(Stored entries)
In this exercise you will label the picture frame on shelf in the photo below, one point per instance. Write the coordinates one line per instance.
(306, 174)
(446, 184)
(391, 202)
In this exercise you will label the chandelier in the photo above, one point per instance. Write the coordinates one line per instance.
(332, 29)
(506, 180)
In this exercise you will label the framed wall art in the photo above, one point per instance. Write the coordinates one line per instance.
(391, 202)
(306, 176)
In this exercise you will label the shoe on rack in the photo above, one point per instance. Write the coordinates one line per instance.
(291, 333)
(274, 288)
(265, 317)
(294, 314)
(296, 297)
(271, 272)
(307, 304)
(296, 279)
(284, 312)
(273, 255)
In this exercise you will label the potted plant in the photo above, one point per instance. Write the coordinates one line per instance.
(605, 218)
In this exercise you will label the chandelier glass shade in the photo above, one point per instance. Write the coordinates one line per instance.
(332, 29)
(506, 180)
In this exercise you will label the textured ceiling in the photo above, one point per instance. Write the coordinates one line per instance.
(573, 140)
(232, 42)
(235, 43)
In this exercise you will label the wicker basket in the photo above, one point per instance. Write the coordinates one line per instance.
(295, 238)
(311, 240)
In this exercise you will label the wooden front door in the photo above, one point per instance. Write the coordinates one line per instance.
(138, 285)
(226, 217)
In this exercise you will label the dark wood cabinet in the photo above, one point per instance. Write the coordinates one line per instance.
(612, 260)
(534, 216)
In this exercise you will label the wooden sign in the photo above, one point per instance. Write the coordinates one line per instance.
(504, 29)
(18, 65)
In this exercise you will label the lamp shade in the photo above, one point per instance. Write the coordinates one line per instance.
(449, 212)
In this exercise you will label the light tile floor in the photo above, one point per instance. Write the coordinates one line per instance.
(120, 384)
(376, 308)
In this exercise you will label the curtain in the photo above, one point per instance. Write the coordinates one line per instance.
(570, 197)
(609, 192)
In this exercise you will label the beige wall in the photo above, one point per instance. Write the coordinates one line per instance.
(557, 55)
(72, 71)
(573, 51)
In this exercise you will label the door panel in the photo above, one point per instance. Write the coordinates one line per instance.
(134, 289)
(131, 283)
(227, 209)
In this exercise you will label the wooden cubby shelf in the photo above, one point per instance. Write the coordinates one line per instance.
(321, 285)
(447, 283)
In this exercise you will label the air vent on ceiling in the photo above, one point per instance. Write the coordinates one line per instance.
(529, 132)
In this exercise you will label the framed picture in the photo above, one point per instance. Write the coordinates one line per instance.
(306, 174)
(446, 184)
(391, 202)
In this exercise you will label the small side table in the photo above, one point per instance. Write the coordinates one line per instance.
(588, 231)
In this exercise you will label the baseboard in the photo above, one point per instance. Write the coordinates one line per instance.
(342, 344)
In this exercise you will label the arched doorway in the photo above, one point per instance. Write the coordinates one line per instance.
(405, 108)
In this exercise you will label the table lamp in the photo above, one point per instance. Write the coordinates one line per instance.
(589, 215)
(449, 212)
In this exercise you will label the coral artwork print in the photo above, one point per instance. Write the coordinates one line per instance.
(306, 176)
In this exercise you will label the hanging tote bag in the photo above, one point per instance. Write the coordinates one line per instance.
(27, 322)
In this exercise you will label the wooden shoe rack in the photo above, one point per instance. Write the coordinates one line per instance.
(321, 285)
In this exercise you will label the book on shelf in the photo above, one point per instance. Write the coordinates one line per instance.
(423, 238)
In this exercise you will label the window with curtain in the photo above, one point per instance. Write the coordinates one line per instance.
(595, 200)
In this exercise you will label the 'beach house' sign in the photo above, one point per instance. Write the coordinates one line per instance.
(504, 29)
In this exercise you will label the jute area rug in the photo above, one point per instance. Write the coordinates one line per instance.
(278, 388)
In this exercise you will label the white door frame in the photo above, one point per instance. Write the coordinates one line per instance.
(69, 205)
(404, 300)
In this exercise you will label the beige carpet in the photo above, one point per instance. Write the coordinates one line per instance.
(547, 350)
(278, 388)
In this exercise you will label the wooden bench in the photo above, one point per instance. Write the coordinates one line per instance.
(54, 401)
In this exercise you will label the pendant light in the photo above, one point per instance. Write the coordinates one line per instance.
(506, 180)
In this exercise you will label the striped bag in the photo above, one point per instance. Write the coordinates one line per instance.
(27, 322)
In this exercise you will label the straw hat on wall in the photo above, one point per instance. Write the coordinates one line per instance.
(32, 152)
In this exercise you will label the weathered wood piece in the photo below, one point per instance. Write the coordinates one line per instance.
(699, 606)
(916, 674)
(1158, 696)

--- Task goal ---
Transcribe each line above exactly; skip none.

--- Exercise result ---
In this exercise you will label the picture frame on shelf in the photo below, one point per instance. Write the coordinates one line per instance.
(306, 174)
(446, 184)
(391, 202)
In this exercise you will label the chandelier in the photo above, one point per instance. Write the coordinates one line per instance.
(332, 29)
(506, 180)
In this exercise you will label the framed wall art in the photo above, one point per instance. Write the coordinates one line per instance.
(391, 202)
(306, 176)
In this exercise you will label the shoe on rack in the photo above, one point per instance. Write the coordinates one line per instance.
(291, 333)
(274, 288)
(265, 317)
(294, 314)
(296, 297)
(271, 272)
(307, 304)
(296, 279)
(284, 312)
(273, 255)
In this exercise you will label the potted plant in the photo above, one point per instance. Write the coordinates one line per instance.
(605, 218)
In this exercise you will label the chandelier glass shade in the photo above, one point per instance. Write the coordinates one line per instance.
(332, 29)
(506, 180)
In this exercise you will label the textured ceiling in the photo above, one point per instance. Write the coordinates one line per instance.
(573, 140)
(232, 42)
(235, 43)
In this exercise you will label the wicker basket in the photo above, one point per instance. Write the coordinates one line per instance.
(295, 238)
(311, 240)
In this exercise you will label the wooden front door in the photo above, one point per instance. Write the coordinates one line per instance.
(138, 285)
(226, 217)
In this exercise you will label the dark wood cabinet in the photo above, one point per instance. Write the coordinates one line per instance.
(612, 260)
(534, 216)
In this exercise you will label the wooden sign in the photo above, one point per instance. Write the coordinates one line per instance.
(504, 29)
(18, 65)
In this exercise you will label the lamp shade in the photo above, one point per instance. Write the coordinates one line per instance.
(449, 212)
In this exercise you will label the light tile floor in the photo above, one point per instance. Write the coordinates one line per instance.
(120, 384)
(376, 308)
In this exercise you will label the curtain in the photo above, one point per instance. Write the coordinates one line per instance.
(570, 197)
(609, 192)
In this exercise you will label the beige wall in the photo above, one point per instance. Write the coordinates one line per instance.
(557, 55)
(72, 71)
(573, 51)
In this exercise you will label the door panel in the photo above, one point per instance. Write the coordinates one line per instance.
(134, 289)
(131, 283)
(227, 209)
In this exercise you will label the wooden cubby shelf in the photo above, one point per instance. Write the coordinates one line per instance.
(321, 285)
(447, 283)
In this exercise you will label the air vent on ceiling in the photo above, one point per instance. Write the coordinates one line per instance.
(529, 132)
In this exercise you will label the framed picture in the photo above, one point per instance. Write the coordinates one line per instance.
(306, 174)
(446, 184)
(391, 202)
In this exercise you will label the small side table in the photo above, one point per instance. Write the coordinates one line per instance.
(588, 231)
In this exercise you will label the baseboard in the photo above, one point per instance. Write the coordinates one line per instance.
(342, 344)
In this exercise you will label the arched doorway in the photo above, one point per instance. Write the coordinates one line per instance.
(405, 108)
In this exercise you will label the table lamp in the photo above, one point per instance. Write the coordinates one line per instance.
(589, 215)
(449, 212)
In this exercise you will label the coral artwork print in the photo above, one point per instance. Write the coordinates one line per instance.
(306, 176)
In this exercise you will label the hanging tote bag in the photo above, one point per instance. Write the coordinates one line per instance.
(27, 322)
In this exercise you will label the wooden shoe rack in the photo above, one point per instance. Write the coordinates one line per instance.
(321, 285)
In this exercise you will label the book on shelf in the photo above, one point per instance. Write the coordinates one line per instance.
(423, 238)
In this exercise you will label the window with curtain in the photo above, one point per instance. Write the coordinates one line per instance.
(595, 200)
In this exercise you will label the 'beach house' sign in the photo above, one point per instance. Write the coordinates one line per instance.
(504, 29)
In this exercise you will label the jute area rug in the photo above, one point per instance. Write the coordinates one line per instance.
(278, 388)
In this exercise you will label the white door frame in the photo above, one point per instance. Write the coordinates one line per instance.
(69, 205)
(404, 300)
In this exercise you will label the beige carpet in the photo above, one point per instance. Write the coordinates one line per instance.
(547, 350)
(278, 388)
In this exercise you will label the wooden bench in the photo above, one point per instance. Write the coordinates one line per instance.
(54, 401)
In this exercise you will label the pendant light in the photo above, one point per instance. Write the coordinates one line per instance.
(506, 180)
In this exercise you will label the striped bag in the photo above, one point per instance. Write the coordinates one line per instance.
(27, 322)
In this exercise you will label the straw hat on wall in the photo above, one point per instance. Write the coordinates one line per instance.
(32, 152)
In this exercise you will label the weathered wood piece in the photo below, one point per instance. Write the coordinates one line per instance.
(699, 606)
(916, 674)
(1158, 696)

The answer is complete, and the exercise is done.